--- Task data ---
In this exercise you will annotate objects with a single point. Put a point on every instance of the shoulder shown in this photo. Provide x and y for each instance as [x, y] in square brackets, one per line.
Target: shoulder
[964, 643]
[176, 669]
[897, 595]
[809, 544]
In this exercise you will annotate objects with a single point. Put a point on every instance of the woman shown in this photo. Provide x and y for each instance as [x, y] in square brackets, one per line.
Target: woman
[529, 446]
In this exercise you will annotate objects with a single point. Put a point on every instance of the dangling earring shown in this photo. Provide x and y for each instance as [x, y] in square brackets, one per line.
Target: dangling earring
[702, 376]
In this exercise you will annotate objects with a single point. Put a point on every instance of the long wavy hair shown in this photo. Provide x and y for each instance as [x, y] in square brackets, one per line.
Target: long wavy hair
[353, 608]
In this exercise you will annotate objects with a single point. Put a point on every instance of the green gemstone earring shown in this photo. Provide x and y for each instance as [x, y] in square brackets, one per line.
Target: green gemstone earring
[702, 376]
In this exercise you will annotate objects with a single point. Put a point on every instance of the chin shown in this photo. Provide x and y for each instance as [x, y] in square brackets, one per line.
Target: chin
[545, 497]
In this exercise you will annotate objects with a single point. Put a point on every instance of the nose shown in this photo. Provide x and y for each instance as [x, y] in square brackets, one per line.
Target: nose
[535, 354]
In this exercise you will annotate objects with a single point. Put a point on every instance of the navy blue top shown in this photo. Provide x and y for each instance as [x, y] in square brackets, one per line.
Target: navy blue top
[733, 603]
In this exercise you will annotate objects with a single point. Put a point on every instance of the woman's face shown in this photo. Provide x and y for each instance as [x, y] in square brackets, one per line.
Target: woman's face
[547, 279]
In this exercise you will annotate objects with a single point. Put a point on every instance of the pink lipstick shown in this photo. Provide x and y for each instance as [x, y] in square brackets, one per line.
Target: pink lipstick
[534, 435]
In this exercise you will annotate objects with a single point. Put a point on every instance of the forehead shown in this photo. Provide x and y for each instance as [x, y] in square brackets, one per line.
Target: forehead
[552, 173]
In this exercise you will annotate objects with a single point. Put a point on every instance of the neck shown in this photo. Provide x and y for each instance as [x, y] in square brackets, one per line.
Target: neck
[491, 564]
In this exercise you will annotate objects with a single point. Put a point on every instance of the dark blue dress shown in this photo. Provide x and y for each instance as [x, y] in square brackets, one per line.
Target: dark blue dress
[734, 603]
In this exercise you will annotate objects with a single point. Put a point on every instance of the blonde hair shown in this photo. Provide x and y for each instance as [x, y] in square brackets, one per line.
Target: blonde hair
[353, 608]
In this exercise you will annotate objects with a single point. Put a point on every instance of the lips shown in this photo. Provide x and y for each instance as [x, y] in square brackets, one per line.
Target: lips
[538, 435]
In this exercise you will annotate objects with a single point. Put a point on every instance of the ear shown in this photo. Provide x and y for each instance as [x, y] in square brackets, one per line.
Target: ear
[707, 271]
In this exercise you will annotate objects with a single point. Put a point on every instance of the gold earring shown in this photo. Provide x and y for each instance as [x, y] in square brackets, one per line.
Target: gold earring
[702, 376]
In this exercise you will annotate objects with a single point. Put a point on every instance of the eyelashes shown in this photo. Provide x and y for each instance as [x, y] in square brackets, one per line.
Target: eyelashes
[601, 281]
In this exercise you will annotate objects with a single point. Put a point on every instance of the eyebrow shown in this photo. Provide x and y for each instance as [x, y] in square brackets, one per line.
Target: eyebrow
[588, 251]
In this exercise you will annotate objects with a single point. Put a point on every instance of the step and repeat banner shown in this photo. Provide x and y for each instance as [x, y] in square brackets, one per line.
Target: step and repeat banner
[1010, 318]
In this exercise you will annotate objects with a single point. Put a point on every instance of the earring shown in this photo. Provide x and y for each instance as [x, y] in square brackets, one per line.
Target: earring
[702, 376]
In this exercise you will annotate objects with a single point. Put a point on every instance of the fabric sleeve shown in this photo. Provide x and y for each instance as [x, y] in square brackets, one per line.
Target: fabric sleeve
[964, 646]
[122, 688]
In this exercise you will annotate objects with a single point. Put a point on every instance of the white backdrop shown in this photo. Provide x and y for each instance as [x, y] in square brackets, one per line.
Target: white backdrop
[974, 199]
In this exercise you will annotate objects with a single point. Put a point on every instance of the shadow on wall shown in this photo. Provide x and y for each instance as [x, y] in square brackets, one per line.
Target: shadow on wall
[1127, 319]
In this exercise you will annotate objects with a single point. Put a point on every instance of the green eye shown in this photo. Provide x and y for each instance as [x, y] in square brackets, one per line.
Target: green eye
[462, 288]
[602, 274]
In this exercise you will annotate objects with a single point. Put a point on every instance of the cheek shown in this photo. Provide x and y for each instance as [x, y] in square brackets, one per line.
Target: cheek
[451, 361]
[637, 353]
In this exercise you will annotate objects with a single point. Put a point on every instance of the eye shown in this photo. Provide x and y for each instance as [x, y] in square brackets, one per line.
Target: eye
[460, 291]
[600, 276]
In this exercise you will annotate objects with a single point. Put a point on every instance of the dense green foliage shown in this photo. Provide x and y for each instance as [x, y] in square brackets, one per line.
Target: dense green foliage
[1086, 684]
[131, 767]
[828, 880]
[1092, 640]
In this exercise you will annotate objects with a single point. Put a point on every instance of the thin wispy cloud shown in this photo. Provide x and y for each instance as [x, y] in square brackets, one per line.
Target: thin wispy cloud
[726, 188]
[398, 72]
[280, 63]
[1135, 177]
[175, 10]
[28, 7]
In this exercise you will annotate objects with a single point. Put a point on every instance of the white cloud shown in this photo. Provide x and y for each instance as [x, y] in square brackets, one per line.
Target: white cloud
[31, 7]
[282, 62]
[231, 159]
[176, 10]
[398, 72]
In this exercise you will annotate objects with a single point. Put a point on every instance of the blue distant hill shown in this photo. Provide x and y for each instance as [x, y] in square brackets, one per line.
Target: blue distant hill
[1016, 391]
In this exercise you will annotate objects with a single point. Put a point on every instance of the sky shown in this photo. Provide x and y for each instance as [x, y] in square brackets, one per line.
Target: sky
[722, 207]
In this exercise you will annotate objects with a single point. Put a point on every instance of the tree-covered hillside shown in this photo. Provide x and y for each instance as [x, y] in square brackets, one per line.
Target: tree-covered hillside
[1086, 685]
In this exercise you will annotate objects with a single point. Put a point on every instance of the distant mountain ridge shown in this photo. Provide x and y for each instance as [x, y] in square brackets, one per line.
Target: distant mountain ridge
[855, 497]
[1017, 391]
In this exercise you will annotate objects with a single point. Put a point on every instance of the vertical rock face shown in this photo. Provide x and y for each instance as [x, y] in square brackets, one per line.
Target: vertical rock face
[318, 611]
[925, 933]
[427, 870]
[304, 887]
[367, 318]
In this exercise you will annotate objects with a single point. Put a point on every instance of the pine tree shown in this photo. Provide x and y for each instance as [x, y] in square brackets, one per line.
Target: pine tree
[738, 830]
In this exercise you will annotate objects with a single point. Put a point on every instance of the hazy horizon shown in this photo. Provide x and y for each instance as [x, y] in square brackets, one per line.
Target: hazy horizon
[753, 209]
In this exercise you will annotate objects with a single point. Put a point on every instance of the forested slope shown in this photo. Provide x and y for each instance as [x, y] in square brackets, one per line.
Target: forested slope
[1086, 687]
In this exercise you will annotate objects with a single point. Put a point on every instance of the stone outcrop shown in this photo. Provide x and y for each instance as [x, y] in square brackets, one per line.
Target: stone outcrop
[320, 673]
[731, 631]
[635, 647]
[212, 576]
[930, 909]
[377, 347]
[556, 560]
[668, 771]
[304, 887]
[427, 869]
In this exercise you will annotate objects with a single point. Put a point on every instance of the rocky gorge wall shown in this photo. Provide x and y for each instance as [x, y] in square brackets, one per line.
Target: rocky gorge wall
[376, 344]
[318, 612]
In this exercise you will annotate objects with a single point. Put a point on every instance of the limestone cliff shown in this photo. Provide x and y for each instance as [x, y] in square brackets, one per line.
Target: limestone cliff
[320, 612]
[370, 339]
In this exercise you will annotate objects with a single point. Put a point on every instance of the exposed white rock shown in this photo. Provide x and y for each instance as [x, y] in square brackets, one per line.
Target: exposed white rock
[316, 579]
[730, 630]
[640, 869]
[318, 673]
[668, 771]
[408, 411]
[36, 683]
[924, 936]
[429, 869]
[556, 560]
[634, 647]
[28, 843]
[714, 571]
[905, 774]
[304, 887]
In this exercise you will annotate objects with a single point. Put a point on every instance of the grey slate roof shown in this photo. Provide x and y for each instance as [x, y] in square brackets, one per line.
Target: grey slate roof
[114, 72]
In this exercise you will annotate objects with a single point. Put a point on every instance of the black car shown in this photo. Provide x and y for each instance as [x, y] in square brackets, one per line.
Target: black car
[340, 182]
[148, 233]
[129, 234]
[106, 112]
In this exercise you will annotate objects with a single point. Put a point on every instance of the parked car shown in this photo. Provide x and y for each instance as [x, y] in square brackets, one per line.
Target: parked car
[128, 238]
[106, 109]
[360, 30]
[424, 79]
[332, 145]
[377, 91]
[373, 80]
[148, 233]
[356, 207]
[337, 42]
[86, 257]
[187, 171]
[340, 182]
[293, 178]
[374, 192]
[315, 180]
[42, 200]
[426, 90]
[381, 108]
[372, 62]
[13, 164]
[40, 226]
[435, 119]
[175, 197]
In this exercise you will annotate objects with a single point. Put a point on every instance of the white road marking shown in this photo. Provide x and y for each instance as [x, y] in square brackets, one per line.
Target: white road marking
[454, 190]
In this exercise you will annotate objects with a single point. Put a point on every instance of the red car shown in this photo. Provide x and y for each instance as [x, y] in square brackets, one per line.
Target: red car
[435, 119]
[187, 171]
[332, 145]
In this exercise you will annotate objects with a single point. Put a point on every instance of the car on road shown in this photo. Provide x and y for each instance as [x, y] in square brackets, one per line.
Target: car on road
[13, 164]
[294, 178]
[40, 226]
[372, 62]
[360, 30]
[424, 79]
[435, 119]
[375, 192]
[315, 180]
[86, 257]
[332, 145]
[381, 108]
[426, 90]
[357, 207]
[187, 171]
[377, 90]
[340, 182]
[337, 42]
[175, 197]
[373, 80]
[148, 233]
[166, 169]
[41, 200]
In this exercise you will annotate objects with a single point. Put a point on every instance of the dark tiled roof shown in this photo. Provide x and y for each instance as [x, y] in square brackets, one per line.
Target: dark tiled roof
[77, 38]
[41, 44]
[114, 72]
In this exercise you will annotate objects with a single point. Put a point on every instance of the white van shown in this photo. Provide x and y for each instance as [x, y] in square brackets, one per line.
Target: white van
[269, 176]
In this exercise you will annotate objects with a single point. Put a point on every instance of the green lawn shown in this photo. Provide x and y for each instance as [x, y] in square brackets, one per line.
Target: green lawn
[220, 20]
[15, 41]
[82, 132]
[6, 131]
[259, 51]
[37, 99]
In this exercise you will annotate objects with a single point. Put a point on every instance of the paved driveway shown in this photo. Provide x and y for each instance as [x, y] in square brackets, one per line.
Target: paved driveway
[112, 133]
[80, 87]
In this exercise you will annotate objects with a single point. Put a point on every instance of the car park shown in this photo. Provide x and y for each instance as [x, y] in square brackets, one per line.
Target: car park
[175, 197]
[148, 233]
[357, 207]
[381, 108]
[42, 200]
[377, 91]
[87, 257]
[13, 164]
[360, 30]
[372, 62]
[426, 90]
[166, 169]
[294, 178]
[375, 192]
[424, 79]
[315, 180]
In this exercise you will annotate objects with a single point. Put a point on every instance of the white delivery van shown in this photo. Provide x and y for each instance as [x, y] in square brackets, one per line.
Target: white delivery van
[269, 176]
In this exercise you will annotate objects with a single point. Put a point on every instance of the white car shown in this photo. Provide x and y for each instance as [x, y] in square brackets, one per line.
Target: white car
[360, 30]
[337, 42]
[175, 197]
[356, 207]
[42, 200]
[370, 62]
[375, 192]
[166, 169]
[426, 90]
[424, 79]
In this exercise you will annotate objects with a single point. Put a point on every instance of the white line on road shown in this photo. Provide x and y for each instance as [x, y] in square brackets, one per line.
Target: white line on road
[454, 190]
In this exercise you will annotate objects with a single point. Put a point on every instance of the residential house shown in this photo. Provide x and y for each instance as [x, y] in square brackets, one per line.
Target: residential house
---
Challenge -
Recast the stretch from the line containing "of the residential" through the end of the rows as a Markdown table with the columns Index and Line, numbering each line and leaving out blank lines.

Finished task -
| Index | Line |
|---|---|
| 1 | In this exercise you will annotate objects with a single point. Put a point on every instance of the residential house shown in this photo. Provide x and y for each instance as [x, y] in square brackets, one per line. |
| 2 | Target: residential house |